─── Material to process

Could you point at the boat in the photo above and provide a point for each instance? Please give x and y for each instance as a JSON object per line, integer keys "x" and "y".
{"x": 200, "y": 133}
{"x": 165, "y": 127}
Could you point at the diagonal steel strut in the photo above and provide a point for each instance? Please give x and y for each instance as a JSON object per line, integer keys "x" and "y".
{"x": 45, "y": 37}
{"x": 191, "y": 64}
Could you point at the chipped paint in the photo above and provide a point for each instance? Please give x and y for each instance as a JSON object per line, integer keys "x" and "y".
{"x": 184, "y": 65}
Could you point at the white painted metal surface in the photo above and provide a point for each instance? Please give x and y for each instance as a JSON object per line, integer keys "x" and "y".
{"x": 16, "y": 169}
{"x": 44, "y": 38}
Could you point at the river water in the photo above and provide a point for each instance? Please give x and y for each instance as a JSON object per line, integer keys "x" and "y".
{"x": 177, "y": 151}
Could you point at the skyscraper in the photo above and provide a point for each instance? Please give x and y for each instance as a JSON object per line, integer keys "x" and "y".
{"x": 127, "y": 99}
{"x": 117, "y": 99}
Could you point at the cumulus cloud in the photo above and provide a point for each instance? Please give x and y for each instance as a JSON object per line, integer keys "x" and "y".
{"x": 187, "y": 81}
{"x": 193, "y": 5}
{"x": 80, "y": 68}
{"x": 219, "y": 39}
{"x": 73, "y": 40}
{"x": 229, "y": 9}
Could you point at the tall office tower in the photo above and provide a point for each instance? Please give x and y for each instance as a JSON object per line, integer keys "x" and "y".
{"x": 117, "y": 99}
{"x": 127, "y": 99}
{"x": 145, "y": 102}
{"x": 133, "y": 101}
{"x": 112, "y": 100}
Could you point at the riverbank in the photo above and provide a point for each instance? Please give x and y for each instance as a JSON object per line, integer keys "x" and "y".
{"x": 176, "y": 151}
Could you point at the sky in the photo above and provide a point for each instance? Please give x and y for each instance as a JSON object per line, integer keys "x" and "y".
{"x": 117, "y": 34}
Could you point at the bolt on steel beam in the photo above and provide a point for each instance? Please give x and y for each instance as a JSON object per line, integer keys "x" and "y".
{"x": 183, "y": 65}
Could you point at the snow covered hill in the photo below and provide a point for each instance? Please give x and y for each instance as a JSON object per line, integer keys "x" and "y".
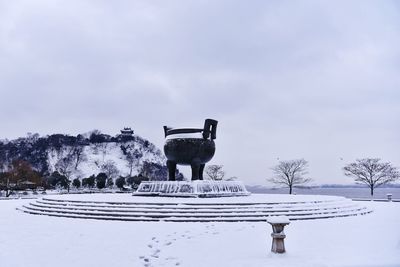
{"x": 86, "y": 154}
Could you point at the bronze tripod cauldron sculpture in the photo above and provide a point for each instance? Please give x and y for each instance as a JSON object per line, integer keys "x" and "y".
{"x": 190, "y": 146}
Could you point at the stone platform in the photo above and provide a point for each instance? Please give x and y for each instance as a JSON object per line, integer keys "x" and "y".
{"x": 199, "y": 188}
{"x": 253, "y": 208}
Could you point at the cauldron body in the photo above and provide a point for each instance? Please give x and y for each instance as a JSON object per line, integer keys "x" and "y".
{"x": 188, "y": 146}
{"x": 185, "y": 151}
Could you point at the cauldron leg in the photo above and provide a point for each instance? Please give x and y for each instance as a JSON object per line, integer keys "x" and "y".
{"x": 201, "y": 171}
{"x": 171, "y": 170}
{"x": 195, "y": 170}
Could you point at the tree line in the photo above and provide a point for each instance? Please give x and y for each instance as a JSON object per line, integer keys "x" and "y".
{"x": 369, "y": 171}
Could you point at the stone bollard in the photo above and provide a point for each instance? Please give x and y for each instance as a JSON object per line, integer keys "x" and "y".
{"x": 278, "y": 223}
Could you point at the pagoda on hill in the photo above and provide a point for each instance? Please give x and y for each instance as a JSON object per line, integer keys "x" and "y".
{"x": 127, "y": 131}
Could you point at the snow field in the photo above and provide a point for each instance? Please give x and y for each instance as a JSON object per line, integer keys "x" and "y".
{"x": 370, "y": 240}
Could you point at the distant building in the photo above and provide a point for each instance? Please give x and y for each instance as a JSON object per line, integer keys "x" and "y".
{"x": 127, "y": 131}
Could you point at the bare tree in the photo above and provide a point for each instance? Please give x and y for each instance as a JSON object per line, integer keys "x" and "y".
{"x": 372, "y": 172}
{"x": 77, "y": 154}
{"x": 290, "y": 173}
{"x": 66, "y": 167}
{"x": 215, "y": 172}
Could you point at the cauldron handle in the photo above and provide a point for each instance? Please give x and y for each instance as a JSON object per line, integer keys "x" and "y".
{"x": 166, "y": 129}
{"x": 210, "y": 127}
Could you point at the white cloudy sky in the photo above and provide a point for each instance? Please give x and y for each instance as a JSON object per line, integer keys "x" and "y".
{"x": 285, "y": 79}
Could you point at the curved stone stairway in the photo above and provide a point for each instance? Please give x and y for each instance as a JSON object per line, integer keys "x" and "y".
{"x": 190, "y": 211}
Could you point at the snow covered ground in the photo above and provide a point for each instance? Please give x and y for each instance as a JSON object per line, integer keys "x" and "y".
{"x": 372, "y": 240}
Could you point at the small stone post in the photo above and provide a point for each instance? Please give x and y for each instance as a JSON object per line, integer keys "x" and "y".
{"x": 278, "y": 223}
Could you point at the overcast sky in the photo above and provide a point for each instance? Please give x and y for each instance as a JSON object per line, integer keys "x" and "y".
{"x": 318, "y": 80}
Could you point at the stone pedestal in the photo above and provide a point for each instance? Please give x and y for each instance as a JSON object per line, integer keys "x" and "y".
{"x": 278, "y": 223}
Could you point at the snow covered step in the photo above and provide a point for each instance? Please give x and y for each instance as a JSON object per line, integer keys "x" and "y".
{"x": 187, "y": 210}
{"x": 150, "y": 212}
{"x": 252, "y": 208}
{"x": 196, "y": 206}
{"x": 190, "y": 219}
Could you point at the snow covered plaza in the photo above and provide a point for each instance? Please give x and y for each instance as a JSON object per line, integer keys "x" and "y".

──────

Pictures are to be left out; repeat all the remaining data exactly.

• [Answer to the task]
Could you point at the boat in the photo above and provide a point for each instance? Please give x and y for each instance as a JSON object per line, integer keys "x" and "y".
{"x": 200, "y": 133}
{"x": 165, "y": 127}
Could you point at the diagonal steel strut in the photo above and provide a point for each instance? Please give x and y for each instance as a JSON object per line, integer keys "x" and "y".
{"x": 45, "y": 37}
{"x": 191, "y": 64}
Could you point at the chipped paint in the photo above and provide a point for each instance? Please give x and y for each instance as a JSON object per line, integer keys "x" and "y".
{"x": 184, "y": 65}
Could you point at the white painted metal surface in the photo above and provide a point for each instance? Please give x and y for each instance as a JSON object per line, integer keys "x" and "y".
{"x": 16, "y": 169}
{"x": 44, "y": 38}
Could you point at the river water in the photo above and provide a point for each instance? Please give x and y for each instance as a JSON object per line, integer keys "x" and "y".
{"x": 177, "y": 151}
Could you point at the skyscraper in the photo above and provide a point for each instance? Please give x and y for each instance as a JSON object per line, integer keys "x" and "y".
{"x": 127, "y": 99}
{"x": 117, "y": 99}
Could you point at the cumulus cloud in the photo above and provide a point for each instance? Please give x and y for each instance as a JSON object per line, integer keys "x" and "y".
{"x": 187, "y": 81}
{"x": 193, "y": 5}
{"x": 80, "y": 68}
{"x": 219, "y": 39}
{"x": 73, "y": 40}
{"x": 229, "y": 9}
Could you point at the tall office tower in the photo above and provide a point for each instance? Please give x and y for each instance as a JSON object per line, integer keys "x" and "y".
{"x": 117, "y": 99}
{"x": 127, "y": 99}
{"x": 145, "y": 102}
{"x": 133, "y": 101}
{"x": 112, "y": 100}
Could you point at the riverbank in the photo above and provide a point for each instance? Please give x and y for each instance as a JSON object per line, integer keys "x" and "y".
{"x": 176, "y": 151}
Could you point at the sky in the photo above and provide a point for each instance? Please give x and y for each instance as a JSON object per line, integer keys "x" and "y".
{"x": 117, "y": 34}
Could you point at the bolt on steel beam in the photo above and provide a point for each instance? Please give x and y for each instance as a JSON object per line, integer keys "x" and "y".
{"x": 183, "y": 65}
Could you point at the snow covered hill in the photo below and provide a point for each instance? Please give x and y for each instance as a JSON object per line, integer keys "x" and "y".
{"x": 86, "y": 154}
Could you point at the bronze tripod cauldron sculpture in the photo above and provide a point for each instance? Please give x and y for each instance as a JSON object per line, integer keys "x" and "y".
{"x": 190, "y": 146}
Could you point at the stone platform in the photo above and provide a point for each instance? Please give x and y for each instance as a JSON object per line, integer keys "x" and "y".
{"x": 199, "y": 188}
{"x": 253, "y": 208}
Could you point at the cauldron body in the photo above and provide a point for each instance? Please give x and y for each instance as a JSON object per line, integer keys "x" and "y".
{"x": 188, "y": 146}
{"x": 185, "y": 151}
Could you point at the cauldron leg in the photo above and provide a point for each instance? Please give x and y for each instance as a JSON object per line, integer keys "x" and "y".
{"x": 201, "y": 171}
{"x": 171, "y": 170}
{"x": 195, "y": 170}
Could you point at the tree line in the photo above and provide a point for each instance? Please give x and y for each instance as a JSON object per line, integer keys "x" and "y".
{"x": 369, "y": 171}
Could you point at the stone bollard in the photo above and provide a point for each instance? Please give x and y for each instance as a JSON object per line, integer keys "x" and "y".
{"x": 278, "y": 223}
Could you point at the pagoda on hill in the photo above and provide a point for each instance? Please give x and y for each instance as a JSON object per line, integer keys "x" and "y".
{"x": 127, "y": 131}
Could you point at the snow field in the photo above and provide a point for each instance? Please give x and y for each instance as a JSON object per line, integer keys "x" and "y".
{"x": 370, "y": 240}
Could you point at the distant building in the photo above and provide a point for each instance? Please give x and y for each instance as a JSON object per line, integer keys "x" and "y".
{"x": 127, "y": 131}
Could you point at the bare tree in the photo above and provide a point for each instance? Please give x and y for each instance as a JSON object per line, integer keys "x" and "y".
{"x": 372, "y": 172}
{"x": 77, "y": 154}
{"x": 290, "y": 173}
{"x": 66, "y": 167}
{"x": 215, "y": 172}
Could you point at the cauldron handle in the photo above and provide a point for each instance? Please give x and y for each instance as a JSON object per line, integer keys "x" and "y".
{"x": 166, "y": 129}
{"x": 210, "y": 127}
Could you point at the white cloudy sky in the photo above and provide a point for each instance? Please give x and y for each instance as a JSON object per line, integer keys "x" and "y".
{"x": 285, "y": 79}
Could you point at the curved stone stairway in the photo above and provide a point for each instance? Please give x and y for each instance as a JSON object per line, integer keys "x" and "y".
{"x": 190, "y": 211}
Could you point at the snow covered ground in the photo above and provide a point for each instance? Please give x and y for each instance as a JSON object per line, integer keys "x" and "y".
{"x": 372, "y": 240}
Could you point at the small stone post in the photo above and provide a point for each instance? Please give x and y for each instance as a JSON object per line, integer keys "x" and "y".
{"x": 278, "y": 223}
Could you point at the overcast sky in the photo above and provide a point for each instance? Please give x and y for each instance as a JSON object per line, integer keys "x" and "y".
{"x": 318, "y": 80}
Could you point at the stone pedestal in the photo above and provide a point for each instance? Please give x and y for each instance as a JSON object per line, integer keys "x" and "y".
{"x": 278, "y": 223}
Could you point at the snow covered step in the photo above and provide a point for each instance? Please give x and y for each instance as a JSON object per line, integer keys "x" and "y".
{"x": 187, "y": 210}
{"x": 150, "y": 212}
{"x": 252, "y": 208}
{"x": 196, "y": 206}
{"x": 190, "y": 219}
Could you point at the snow covered plaza in the photo above and provide a point for each instance? Please give x and y for each instance as a JSON object per line, integer keys "x" and "y".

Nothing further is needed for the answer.